[READING PASSAGE Boundary: Start]

Dangerous Assignment was an NBC Radio drama starring Brian Donlevy broadcast in the US 1949–1953, a syndicated television series distributed in the US 1951–52 (also starring Brian Donlevy), and an Australian radio series broadcast in 1954-56 as remakes of the original American radio scripts.

Series premise 
"The Commissioner" sent US special agent Steve Mitchell to exotic locales all over the world, where he would encounter adventure and international intrigue in pursuit of some secret.  Each show would always open with a brief teaser scene from the episode to follow.  After the intro, Steve Mitchell would be summoned to the office of 'The Commissioner', the regional head of an unnamed US State Department agency created to address international unrest as it affected U.S. interests.  "The Commissioner" would give background information, explain the current situation and tell Steve his assignment.  Steve's cover identity, in almost all his adventures, was that of a suave debonair foreign correspondent for an unnamed print publication —  his assignments invariably involved deceit, trickery, and violence, all tied together into a successful resolution by the end of the episode.

Radio series 

Dangerous Assignment started out as a replacement radio series broadcast in the US on the NBC radio network in the summer of 1949; it became a syndicated series in early 1950.  Reportedly, star Brian Donlevy himself was the one who brought the show to NBC.

In the American radio shows, Donlevy was both the protagonist within the action and the narrator, giving the show "a suspenseful immediacy."  The only other regular actor on the radio shows was Herb Butterfield, who played "The Commissioner." Many stage and screen actors appeared as guest-stars including, among many others, William Conrad, Raymond Burr, Paul Frees, Jim Davis, Dan O'Herlihy, Richard Boone, and Eddie Cantor.

The Australian series was begun as a result of the popularity of the American series—scripts from shows already broadcast in the US were re-done with Australian actors in 1954.  The Australian producers re-created and broadcast thirty-nine episodes from 1954 on.

Summer 1949 series 
The radio show started out as a seven-week summer replacement series broadcast on NBC Saturdays 8:30–9 PM EST.  It premiered July 9, 1949; the last episode was on August 20, 1949. A character portraying the Commissioner's secretary, 'Ruthie', was played by Betty Moran — it is hinted that there was some romantic history between Ruthie and Steve Mitchell.

Episodes 
The seven episodes were each twenty-five minutes long:
 Thropp Foundation Stolen Relief Supplies, set in  Messina, Sicily, was broadcast July 9, 1949.
 Investigate Malayan Star Line Sabotage, set in Saigon, French Indochina, was broadcast July 16, 1949.

[READING PASSAGE Boundary: End]
[INFORMATION Boundary: Start]

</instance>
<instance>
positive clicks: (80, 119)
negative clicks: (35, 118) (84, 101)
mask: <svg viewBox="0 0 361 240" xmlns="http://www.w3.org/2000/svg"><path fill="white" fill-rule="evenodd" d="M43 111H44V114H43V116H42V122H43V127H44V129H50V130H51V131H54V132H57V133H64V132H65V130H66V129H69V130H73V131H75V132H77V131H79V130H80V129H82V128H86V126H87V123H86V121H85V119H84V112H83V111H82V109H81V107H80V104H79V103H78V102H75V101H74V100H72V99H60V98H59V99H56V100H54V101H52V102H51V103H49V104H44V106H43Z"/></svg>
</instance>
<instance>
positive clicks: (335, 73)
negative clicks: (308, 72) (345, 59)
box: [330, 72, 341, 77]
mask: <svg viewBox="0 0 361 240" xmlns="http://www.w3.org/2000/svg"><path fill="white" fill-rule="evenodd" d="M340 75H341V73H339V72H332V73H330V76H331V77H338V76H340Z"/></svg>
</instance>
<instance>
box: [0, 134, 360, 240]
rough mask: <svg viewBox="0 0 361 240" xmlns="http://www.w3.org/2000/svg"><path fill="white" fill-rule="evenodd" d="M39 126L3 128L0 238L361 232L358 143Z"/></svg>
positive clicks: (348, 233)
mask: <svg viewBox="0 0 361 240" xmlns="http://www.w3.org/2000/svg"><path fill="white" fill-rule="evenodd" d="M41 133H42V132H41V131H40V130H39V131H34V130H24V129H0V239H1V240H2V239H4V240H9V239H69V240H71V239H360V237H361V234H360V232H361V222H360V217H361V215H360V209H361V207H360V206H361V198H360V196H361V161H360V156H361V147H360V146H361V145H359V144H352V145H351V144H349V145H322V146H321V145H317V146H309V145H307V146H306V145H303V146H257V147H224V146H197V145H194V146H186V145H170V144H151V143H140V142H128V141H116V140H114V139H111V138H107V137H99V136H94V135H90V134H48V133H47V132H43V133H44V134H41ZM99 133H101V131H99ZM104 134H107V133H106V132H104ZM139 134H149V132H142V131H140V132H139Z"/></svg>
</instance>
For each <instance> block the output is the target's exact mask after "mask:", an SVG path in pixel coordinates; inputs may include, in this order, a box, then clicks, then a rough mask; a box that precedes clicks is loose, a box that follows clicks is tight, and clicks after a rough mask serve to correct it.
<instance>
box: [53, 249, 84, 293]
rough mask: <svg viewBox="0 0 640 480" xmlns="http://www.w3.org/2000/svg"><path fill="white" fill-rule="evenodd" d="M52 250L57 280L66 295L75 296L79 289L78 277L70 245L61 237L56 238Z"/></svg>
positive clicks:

[INFORMATION Boundary: End]

**ACTIONS TO TAKE**
1) In the Dangerous Assignment article, who played "The Commissioner" on the American radio shows?
2) Continue the Dangerous Assignment article from the point where it stops.
The data is not needed here.

**EXERCISE RESPONSES**
1) Herb Butterfield played "The Commissioner."

2)
 On Safari for Nigerian Manganese, set in Nigeria, West Africa, was broadcast July 23, 1949.
 --Title Unknown--, set in Mexico City, Mexico, was broadcast July 30, 1949.
 Investigate Millionaire Murder Conspiracy, set in Paris, France, was broadcast August 6, 1949.
 Smash Illegal Alien Smuggling Ring, set in Masimbra, Portugal, was broadcast August 13, 1949.
 Recover File No. 307, set in Zurich, Switzerland, was broadcast August 20, 1949.

1950–1953 American series 
The Summer 1949 series was very well-received, but NBC had no room for a new series in its Fall 1949 schedule. The radio show finally did return to the airwaves on February 6, 1950, in the 10:30 PM Monday timeslot formerly occupied by The Dave Garroway Show (originating from Chicago and syndicated nationwide), which was moved an hour later to 11:30 PM.  The show moved over the next three years to Wednesday nights, then Saturday nights, then Tuesday nights, and then finally ended its run during its last few months in 1953 back on Wednesday nights.  Some of the sponsors included the Ford Motor Company, Wheaties cereal, Anacin painkiller, Chesterfield cigarettes, and the RCA Victor record label, but the show, for the most part, was sustained solely by the NBC network for over half of its entire run with promos for other NBC shows.  The series ran every week from its premiere date until the last show was broadcast in the US on July 8, 1953.

The second year of the radio series and the year of the television series were concurrent.

Episodes 
There are at least 160 episodes in the 1950–53 American radio series.  Episode titles became fairly standardized, starting with a verb, and describing the assignment: Find Szabo and The Briefcase, Keep Chromite Mine Operating, Intercept Dr. Korvel Before Opposition, etc.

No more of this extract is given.